Requirements:
Reproduce the data in its entirety, exactly as supplied.

[Records from a data source]

================

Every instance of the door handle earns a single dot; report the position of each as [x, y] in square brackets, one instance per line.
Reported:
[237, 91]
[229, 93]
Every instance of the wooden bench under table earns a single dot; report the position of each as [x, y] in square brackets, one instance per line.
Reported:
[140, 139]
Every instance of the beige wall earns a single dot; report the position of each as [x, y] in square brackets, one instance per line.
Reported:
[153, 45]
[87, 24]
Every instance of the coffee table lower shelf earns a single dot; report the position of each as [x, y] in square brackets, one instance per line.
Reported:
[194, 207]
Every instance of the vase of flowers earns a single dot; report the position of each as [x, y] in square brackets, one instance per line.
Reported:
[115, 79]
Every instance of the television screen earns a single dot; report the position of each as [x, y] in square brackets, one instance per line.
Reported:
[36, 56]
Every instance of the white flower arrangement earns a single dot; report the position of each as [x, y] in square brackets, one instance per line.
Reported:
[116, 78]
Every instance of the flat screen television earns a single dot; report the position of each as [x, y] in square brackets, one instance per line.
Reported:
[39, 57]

================

Task response:
Every instance of the door handle earns a single dot; report the position of each as [x, y] in square brackets, one instance per line.
Reported:
[237, 91]
[229, 93]
Every instance of the wooden bench under table earns a single dot; report the position of each as [x, y] in square brackets, one instance per line.
Reported:
[140, 139]
Every instance of the beige wall earns a single dot; report the position of each as [x, y] in square brackets, one instance per line.
Reported:
[153, 45]
[87, 24]
Every instance of the coffee table lower shelf earns a single dot; report the position of each as [x, y] in square brackets, one instance per line.
Reported:
[194, 207]
Every instance of the vase of flowers earns a single dot; report the position of each as [x, y] in square brackets, one instance per line.
Reported:
[115, 79]
Every instance of the television screen earns a single dot; report the position of each as [x, y] in square brackets, one instance per line.
Reported:
[36, 56]
Every instance of the white flower arrangement earns a single dot; report the position of each as [x, y] in square brackets, one instance per line.
Reported:
[116, 78]
Every instance of the flat screen television earns a single dot; report the position of each as [x, y] in square brackets, one instance per line.
Reported:
[39, 57]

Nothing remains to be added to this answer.